▶ **Selected text**
# Some clarity on the 1Dx = 1Dc minus firmware... and a solution.



## Sitting Elf (Oct 7, 2012)

There was recently a long thread regarding the reality that the Canon 1Dc is mechanically identical to the 1Dx and is simply a firmware difference... that costs an additional $6000.

Most placed the blame on Canon; calling it a ripoff and gouging. BUT... that is NOT the case.

As it turns out, this is in response to European Union rules. The EU considers 4k video, even on a still camera, as a Professional VIDEO camera, and the taxes, duties, and other trade tariffs are excessive. Canon cannot sell the 1Dc in Europe as a Still Camera. This is EXACTLY the same reason that still cameras like the 1Dx have a video recording limitation of 29:59 minutes. At 30:00 capability, it becomes a "Video Camera" under EU rules.

▶ **Material provided**

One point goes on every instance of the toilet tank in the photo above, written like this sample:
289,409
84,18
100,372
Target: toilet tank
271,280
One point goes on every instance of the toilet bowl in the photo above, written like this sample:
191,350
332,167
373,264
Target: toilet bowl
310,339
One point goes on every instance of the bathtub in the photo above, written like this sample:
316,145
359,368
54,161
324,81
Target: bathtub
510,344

--

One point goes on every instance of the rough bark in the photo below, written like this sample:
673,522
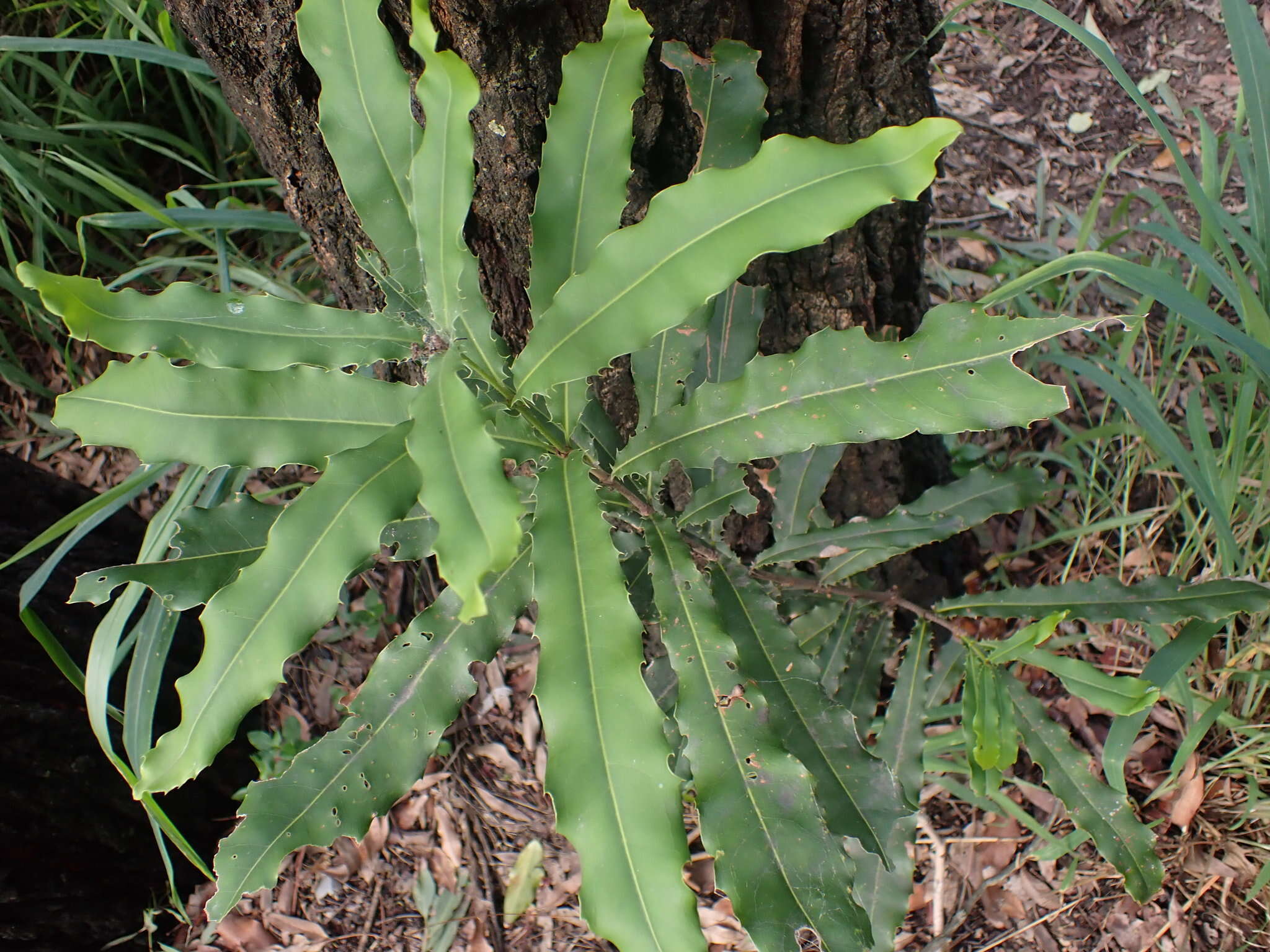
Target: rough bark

* * *

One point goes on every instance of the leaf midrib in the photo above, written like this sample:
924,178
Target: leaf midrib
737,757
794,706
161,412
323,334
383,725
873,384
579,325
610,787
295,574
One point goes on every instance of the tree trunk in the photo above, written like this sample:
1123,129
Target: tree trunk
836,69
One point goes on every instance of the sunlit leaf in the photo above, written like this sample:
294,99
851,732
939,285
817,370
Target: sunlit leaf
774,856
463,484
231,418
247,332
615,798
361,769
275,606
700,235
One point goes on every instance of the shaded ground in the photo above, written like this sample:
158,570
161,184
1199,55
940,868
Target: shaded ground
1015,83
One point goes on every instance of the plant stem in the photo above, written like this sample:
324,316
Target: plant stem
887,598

▶ **Set task**
Could you transcribe the forum post on the Canon 1Dx and 1Dc exactly, beginning at the words "As it turns" and stopping after "under EU rules."?

▶ **Solution for this exercise**
As it turns out, this is in response to European Union rules. The EU considers 4k video, even on a still camera, as a Professional VIDEO camera, and the taxes, duties, and other trade tariffs are excessive. Canon cannot sell the 1Dc in Europe as a Still Camera. This is EXACTLY the same reason that still cameras like the 1Dx have a video recording limitation of 29:59 minutes. At 30:00 capability, it becomes a "Video Camera" under EU rules.